RECORD EXCERPTS:
++++

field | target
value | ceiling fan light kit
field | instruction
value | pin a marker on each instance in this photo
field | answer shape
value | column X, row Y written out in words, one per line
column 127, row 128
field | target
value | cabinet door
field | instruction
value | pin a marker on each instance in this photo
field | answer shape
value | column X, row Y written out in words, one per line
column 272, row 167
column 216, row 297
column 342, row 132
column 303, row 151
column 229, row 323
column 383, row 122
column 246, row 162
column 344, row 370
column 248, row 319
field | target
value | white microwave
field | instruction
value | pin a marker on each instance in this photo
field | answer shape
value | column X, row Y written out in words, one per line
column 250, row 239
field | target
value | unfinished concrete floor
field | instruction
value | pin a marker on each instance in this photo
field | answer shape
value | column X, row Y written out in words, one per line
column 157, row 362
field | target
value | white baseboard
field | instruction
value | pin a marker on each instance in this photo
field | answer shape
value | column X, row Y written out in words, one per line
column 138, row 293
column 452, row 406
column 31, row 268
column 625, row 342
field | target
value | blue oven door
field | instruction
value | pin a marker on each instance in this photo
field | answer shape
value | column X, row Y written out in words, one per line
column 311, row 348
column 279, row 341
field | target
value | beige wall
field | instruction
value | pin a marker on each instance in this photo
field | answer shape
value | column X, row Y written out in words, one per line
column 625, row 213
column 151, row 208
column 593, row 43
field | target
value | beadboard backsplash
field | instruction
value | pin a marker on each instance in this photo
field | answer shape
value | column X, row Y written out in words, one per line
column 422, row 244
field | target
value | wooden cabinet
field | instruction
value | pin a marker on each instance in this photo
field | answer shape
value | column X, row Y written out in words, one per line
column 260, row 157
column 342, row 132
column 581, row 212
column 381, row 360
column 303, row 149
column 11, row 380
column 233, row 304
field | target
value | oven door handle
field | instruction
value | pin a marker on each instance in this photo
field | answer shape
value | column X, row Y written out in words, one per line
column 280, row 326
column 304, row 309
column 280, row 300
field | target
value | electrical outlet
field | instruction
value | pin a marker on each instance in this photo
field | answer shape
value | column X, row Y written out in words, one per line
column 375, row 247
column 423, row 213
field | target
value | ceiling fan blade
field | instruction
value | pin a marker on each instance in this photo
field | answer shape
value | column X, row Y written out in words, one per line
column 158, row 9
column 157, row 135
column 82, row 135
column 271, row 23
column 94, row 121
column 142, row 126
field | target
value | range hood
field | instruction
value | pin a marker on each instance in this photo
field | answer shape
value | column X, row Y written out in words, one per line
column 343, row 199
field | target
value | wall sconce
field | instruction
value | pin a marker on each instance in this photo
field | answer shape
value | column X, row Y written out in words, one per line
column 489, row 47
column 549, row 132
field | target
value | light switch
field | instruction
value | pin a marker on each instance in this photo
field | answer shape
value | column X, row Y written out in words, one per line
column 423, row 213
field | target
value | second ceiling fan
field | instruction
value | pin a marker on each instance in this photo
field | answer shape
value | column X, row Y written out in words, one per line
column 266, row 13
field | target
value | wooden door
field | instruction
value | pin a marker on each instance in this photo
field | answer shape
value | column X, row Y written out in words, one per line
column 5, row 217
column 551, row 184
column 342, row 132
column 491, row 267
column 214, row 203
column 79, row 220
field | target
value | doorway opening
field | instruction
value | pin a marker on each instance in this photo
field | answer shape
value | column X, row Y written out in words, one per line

++++

REQUIRED WORK:
Reproduce verbatim the stretch of the entries above from their first line through the line that contains "column 127, row 128", including both of those lines.

TASK ANSWER:
field | target
value | ceiling fan light kit
field | instruction
value | pin a marker on each instance in this photo
field | answer shape
value | column X, row Y written out in words, one per line
column 127, row 128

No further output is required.